- What to work on
Copy out every line of the records below word for word, leaving out the pictures.

[Records from a collection]
————
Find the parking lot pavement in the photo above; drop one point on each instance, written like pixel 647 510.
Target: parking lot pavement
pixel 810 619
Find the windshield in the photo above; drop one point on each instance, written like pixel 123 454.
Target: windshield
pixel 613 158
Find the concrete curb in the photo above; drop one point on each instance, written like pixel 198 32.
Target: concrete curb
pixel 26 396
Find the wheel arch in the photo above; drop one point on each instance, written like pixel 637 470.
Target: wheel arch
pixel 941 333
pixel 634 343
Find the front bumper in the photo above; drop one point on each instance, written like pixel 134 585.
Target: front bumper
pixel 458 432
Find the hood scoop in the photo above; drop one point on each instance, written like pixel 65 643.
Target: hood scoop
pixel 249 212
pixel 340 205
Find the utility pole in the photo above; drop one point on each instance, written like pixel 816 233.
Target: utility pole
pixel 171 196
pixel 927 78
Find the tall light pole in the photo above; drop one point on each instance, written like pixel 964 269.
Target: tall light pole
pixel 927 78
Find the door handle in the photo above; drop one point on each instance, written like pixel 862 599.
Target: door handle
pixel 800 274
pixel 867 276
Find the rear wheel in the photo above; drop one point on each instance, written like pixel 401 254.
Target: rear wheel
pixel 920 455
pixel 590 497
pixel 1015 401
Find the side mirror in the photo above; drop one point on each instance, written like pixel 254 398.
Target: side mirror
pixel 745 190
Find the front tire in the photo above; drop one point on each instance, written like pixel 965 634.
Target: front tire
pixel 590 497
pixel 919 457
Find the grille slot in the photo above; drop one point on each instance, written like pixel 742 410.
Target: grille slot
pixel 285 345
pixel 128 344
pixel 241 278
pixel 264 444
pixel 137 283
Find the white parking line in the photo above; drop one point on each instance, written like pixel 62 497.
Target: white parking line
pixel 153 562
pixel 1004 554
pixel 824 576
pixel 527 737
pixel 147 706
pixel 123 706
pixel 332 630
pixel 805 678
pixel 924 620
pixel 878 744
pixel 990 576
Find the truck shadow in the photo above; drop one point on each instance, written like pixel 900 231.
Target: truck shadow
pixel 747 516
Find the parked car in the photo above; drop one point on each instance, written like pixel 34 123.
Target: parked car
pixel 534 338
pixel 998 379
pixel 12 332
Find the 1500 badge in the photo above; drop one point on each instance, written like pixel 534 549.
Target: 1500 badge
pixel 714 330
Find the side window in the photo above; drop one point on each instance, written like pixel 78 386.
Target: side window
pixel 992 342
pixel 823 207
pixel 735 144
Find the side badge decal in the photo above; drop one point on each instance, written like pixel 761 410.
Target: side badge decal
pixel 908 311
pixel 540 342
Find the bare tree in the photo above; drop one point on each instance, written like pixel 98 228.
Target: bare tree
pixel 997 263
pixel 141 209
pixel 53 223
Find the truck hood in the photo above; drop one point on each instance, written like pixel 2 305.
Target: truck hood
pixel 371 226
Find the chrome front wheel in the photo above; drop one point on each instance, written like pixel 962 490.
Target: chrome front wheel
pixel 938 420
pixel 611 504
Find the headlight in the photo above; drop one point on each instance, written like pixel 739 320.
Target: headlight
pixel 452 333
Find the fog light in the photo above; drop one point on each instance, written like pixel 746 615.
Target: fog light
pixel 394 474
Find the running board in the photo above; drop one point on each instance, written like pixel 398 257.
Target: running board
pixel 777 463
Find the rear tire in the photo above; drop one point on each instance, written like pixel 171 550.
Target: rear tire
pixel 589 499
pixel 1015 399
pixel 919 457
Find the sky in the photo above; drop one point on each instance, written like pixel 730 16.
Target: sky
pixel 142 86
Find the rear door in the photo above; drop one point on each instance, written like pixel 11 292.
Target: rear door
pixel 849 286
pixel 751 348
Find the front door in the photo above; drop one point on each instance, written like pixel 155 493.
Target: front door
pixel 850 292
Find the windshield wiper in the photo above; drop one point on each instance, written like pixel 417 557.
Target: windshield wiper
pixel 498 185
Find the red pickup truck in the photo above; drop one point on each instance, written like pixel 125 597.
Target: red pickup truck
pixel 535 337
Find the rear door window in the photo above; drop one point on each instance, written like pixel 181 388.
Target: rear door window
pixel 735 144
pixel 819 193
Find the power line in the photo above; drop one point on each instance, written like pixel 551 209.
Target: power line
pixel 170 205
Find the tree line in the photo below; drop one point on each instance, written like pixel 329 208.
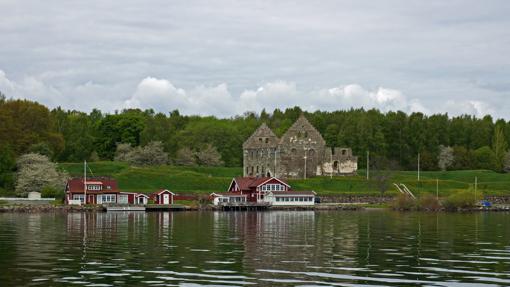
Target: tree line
pixel 72 136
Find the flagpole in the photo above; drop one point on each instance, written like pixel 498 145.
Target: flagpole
pixel 368 165
pixel 85 182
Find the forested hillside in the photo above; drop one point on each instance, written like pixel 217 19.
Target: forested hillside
pixel 72 136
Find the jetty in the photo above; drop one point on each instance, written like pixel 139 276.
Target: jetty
pixel 125 208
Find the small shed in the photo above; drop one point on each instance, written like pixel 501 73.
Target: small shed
pixel 163 196
pixel 141 198
pixel 226 198
pixel 133 198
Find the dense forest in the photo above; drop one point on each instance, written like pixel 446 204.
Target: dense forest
pixel 71 136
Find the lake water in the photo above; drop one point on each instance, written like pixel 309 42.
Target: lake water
pixel 276 248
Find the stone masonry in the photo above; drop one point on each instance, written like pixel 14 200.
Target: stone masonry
pixel 300 149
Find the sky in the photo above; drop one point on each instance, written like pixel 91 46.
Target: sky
pixel 227 57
————
- Task response
Find the parking lot pavement in the photo above; drop one point on each instance, written like pixel 647 510.
Target: parking lot pavement
pixel 810 619
Find the windshield in the photo above; drop one point on each instance, written like pixel 123 454.
Target: windshield
pixel 613 158
Find the concrete curb in the photo above; drop one point on each instance, written like pixel 198 32.
Target: concrete curb
pixel 26 396
Find the wheel arch in the photo above; drop one point on each instance, written like pixel 637 470.
Target: wheel arch
pixel 941 333
pixel 634 343
Find the front bumper in the photo above; drop one point on each instance, written like pixel 134 585.
Target: front bumper
pixel 458 432
Find the hood scoop in the photo above; drop one point on each instance, written like pixel 65 643.
Target: hood scoop
pixel 249 212
pixel 340 205
Find the utility pole in the photo above; drop one point on each instance, written like pixel 816 233.
Target: utility pole
pixel 171 196
pixel 927 78
Find the tall light pole in the photo above; drop one point on each instance, written like pixel 964 269.
Target: tall light pole
pixel 927 78
Find the door handle in the photo above; drop one point on each instance, written like pixel 862 599.
Target: door handle
pixel 800 274
pixel 867 276
Find the rear wheel in the photo above; drop one point on each instance, written like pixel 401 254.
Target: rear wheel
pixel 920 455
pixel 590 497
pixel 1015 401
Find the side mirror in the photo above; drop one point on each instance, written like pixel 254 398.
Target: side mirror
pixel 745 190
Find the front tire in the photo above; drop one point on each instance, written like pixel 965 634.
Target: front tire
pixel 590 497
pixel 919 457
Find the grille slot in the photo above; drop one point on each instance, written like pixel 742 410.
Target: grille slot
pixel 285 345
pixel 128 344
pixel 241 278
pixel 264 444
pixel 137 283
Find the white parking line in the photo above; drop one point on each instance, written like pixel 62 497.
Target: white parking line
pixel 153 562
pixel 1004 554
pixel 824 576
pixel 527 737
pixel 147 706
pixel 123 706
pixel 332 630
pixel 805 678
pixel 924 620
pixel 878 744
pixel 990 576
Find the truck shadow in the photo above; drop one point on each instance, written like pixel 900 231.
Target: truck shadow
pixel 747 516
Find the parked car in the photo above; drop one point on each instance, written like pixel 34 123.
Target: parked car
pixel 534 338
pixel 998 379
pixel 12 332
Find the 1500 badge in the photo above; drop one point on each instance, written like pixel 534 549.
Target: 1500 badge
pixel 714 330
Find the side window in the photo above; drop one point on each instance, written like pixel 78 386.
Target: side window
pixel 992 342
pixel 823 207
pixel 735 144
Find the side badge decal in the photo above; drop one point on each instance, written like pixel 761 410.
Target: side badge decal
pixel 908 311
pixel 540 342
Find the bare tree in the photo above; drop one point on each instance, written like pixel 98 228.
Target: bare tree
pixel 997 263
pixel 141 209
pixel 53 223
Find the truck hood in the photo above; drop one point on each instance, written like pixel 2 305.
Target: truck hood
pixel 371 226
Find the chrome front wheel in the photo above; drop one point on each instance, written like pixel 962 490.
Target: chrome front wheel
pixel 938 420
pixel 611 504
Find the headlight in the photo above; drop one point on each instance, written like pixel 739 320.
Target: headlight
pixel 452 333
Find the fog light in the photo above; drop one point on each instance, written like pixel 746 615.
Target: fog light
pixel 394 474
Find the running board in the photo above; drop one point on each instance, written like pixel 398 257.
Target: running board
pixel 777 463
Find the rear tire in the photo above; drop one point on each instance, written like pixel 171 550.
Target: rear tire
pixel 589 499
pixel 1015 399
pixel 919 457
Find the sky in the photo above; drop one point on each instance, written like pixel 730 16.
Target: sky
pixel 142 86
Find the rear door in the photo above; drop one point on each instance, written like pixel 11 292.
Target: rear door
pixel 849 286
pixel 751 348
Find the front door in the photo above; drop one point on each instance, written like pixel 155 493.
Target: front door
pixel 850 292
Find the windshield wiper in the photo above; drop one point on each instance, written like pixel 417 557.
Target: windshield wiper
pixel 498 185
Find the red pickup truck in the photo above; drop one point on each instance, written like pixel 125 597.
Target: red pickup truck
pixel 535 337
Find the rear door window in the photo above; drop one point on each instance, written like pixel 181 388.
Target: rear door window
pixel 735 144
pixel 819 193
Find the power line in the photo above; drop one point on each instance, written like pixel 551 209.
Target: power line
pixel 170 205
Find the tree line in the photo below; drop one point on each instance, written like pixel 329 208.
Target: tree line
pixel 72 136
Find the flagpole in the photo above; drop one point on each instance, written like pixel 498 145.
Target: flagpole
pixel 368 165
pixel 85 182
Find the forested hillside in the photo above; drop one point on each instance, written like pixel 217 19.
Target: forested hillside
pixel 72 136
Find the jetty in the photo above; drop one point on each instance, written like pixel 139 276.
Target: jetty
pixel 125 208
Find the small shed in the photo above; drop one point on each instance, written like pixel 501 73.
Target: small shed
pixel 163 196
pixel 141 198
pixel 226 198
pixel 133 198
Find the dense forest in the photo above; drop one point on each instance, written like pixel 446 204.
Target: dense forest
pixel 71 136
Find the lake water in the photo above; drop one point on each instance, written like pixel 309 42.
Target: lake water
pixel 276 248
Find the stone masonry in the photo above; drop one point on each instance, written like pixel 14 200.
Target: stone masonry
pixel 300 149
Find the sky in the photo above; drop one point on each instance, written like pixel 91 46.
Target: sky
pixel 227 57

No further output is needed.